-- EXERCISE TASK --
The entries below should be output exactly as written.

## start

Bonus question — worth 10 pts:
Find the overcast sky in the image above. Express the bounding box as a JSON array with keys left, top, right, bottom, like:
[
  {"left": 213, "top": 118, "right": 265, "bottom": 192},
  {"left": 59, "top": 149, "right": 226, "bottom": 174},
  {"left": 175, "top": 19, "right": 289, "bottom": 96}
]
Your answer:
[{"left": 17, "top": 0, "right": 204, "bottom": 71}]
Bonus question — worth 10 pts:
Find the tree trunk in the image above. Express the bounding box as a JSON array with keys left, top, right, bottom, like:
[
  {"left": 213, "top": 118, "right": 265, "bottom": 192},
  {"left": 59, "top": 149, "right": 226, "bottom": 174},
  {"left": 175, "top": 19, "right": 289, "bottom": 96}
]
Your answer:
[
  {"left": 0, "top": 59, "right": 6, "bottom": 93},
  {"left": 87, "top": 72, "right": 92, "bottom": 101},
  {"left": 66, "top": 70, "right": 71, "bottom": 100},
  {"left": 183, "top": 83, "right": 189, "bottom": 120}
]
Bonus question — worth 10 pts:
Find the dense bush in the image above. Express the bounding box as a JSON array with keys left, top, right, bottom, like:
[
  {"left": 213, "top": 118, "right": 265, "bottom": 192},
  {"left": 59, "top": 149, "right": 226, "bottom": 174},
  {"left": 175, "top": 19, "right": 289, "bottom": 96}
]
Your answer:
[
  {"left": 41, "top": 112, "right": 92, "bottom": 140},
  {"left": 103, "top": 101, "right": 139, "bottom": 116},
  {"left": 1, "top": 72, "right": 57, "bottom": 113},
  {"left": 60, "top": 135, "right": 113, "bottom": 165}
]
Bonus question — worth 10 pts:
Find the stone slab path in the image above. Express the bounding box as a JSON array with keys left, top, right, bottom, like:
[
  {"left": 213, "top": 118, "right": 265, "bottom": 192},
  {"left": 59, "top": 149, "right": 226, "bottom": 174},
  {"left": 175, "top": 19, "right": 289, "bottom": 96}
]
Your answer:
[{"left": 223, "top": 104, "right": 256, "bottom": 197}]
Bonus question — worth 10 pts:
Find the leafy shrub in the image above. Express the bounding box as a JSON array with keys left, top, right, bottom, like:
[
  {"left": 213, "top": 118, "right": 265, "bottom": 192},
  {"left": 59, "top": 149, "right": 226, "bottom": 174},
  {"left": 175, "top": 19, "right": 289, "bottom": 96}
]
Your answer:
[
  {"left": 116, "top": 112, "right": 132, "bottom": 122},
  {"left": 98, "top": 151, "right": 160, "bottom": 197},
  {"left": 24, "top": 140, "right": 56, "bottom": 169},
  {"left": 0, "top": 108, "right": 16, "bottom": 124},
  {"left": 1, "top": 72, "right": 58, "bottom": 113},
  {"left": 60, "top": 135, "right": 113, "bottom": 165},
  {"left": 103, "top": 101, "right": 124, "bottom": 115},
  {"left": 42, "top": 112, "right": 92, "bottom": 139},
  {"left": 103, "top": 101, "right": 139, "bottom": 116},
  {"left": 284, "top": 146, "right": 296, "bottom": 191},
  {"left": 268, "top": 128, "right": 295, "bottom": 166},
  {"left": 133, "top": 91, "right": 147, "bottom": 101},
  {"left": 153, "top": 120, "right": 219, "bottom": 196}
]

## end

-- SOLUTION TO THIS EXERCISE --
Bonus question — worth 10 pts:
Find the overcast sky in the image above. Express the bounding box as a JSON array with keys left, top, right, bottom, like:
[
  {"left": 213, "top": 118, "right": 265, "bottom": 192},
  {"left": 59, "top": 149, "right": 226, "bottom": 174},
  {"left": 175, "top": 19, "right": 289, "bottom": 96}
]
Your answer:
[{"left": 17, "top": 0, "right": 204, "bottom": 71}]
Bonus question — worth 10 pts:
Find the tree trunk in the image above. Express the bounding box as a JSON array with keys left, top, right, bottom, like:
[
  {"left": 213, "top": 118, "right": 265, "bottom": 192},
  {"left": 59, "top": 149, "right": 226, "bottom": 174},
  {"left": 175, "top": 19, "right": 289, "bottom": 96}
]
Your answer:
[
  {"left": 0, "top": 59, "right": 6, "bottom": 93},
  {"left": 87, "top": 72, "right": 92, "bottom": 101},
  {"left": 66, "top": 70, "right": 71, "bottom": 100},
  {"left": 183, "top": 83, "right": 189, "bottom": 120}
]
Bonus question — worth 10 pts:
Find the dense bush in the image above. Express the bounding box as a JSON array with keys left, top, right, bottom, like:
[
  {"left": 213, "top": 118, "right": 265, "bottom": 192},
  {"left": 59, "top": 149, "right": 226, "bottom": 174},
  {"left": 175, "top": 19, "right": 289, "bottom": 96}
]
Your answer:
[
  {"left": 41, "top": 112, "right": 92, "bottom": 140},
  {"left": 103, "top": 101, "right": 139, "bottom": 116},
  {"left": 1, "top": 72, "right": 57, "bottom": 113},
  {"left": 60, "top": 135, "right": 113, "bottom": 165}
]
Bonus question — worth 10 pts:
Find the stone slab path in the image above. Express the bounding box as a JSON array with keys left, top, right, bottom, like:
[
  {"left": 213, "top": 118, "right": 265, "bottom": 192},
  {"left": 59, "top": 149, "right": 226, "bottom": 174},
  {"left": 175, "top": 19, "right": 289, "bottom": 96}
]
Your answer:
[{"left": 223, "top": 104, "right": 256, "bottom": 197}]
Bonus question — worth 10 pts:
Find the leafy shrub in the image above. Express the bounding box as a JSON array with keys left, top, right, bottom, like:
[
  {"left": 213, "top": 118, "right": 265, "bottom": 192},
  {"left": 59, "top": 149, "right": 226, "bottom": 174},
  {"left": 175, "top": 19, "right": 289, "bottom": 96}
]
Your answer:
[
  {"left": 116, "top": 112, "right": 132, "bottom": 122},
  {"left": 98, "top": 151, "right": 160, "bottom": 197},
  {"left": 24, "top": 140, "right": 56, "bottom": 169},
  {"left": 0, "top": 108, "right": 16, "bottom": 124},
  {"left": 1, "top": 72, "right": 58, "bottom": 113},
  {"left": 60, "top": 135, "right": 113, "bottom": 165},
  {"left": 103, "top": 101, "right": 124, "bottom": 115},
  {"left": 42, "top": 112, "right": 92, "bottom": 139},
  {"left": 103, "top": 101, "right": 139, "bottom": 116},
  {"left": 284, "top": 146, "right": 296, "bottom": 191},
  {"left": 268, "top": 128, "right": 295, "bottom": 166},
  {"left": 133, "top": 91, "right": 147, "bottom": 101},
  {"left": 153, "top": 120, "right": 219, "bottom": 196}
]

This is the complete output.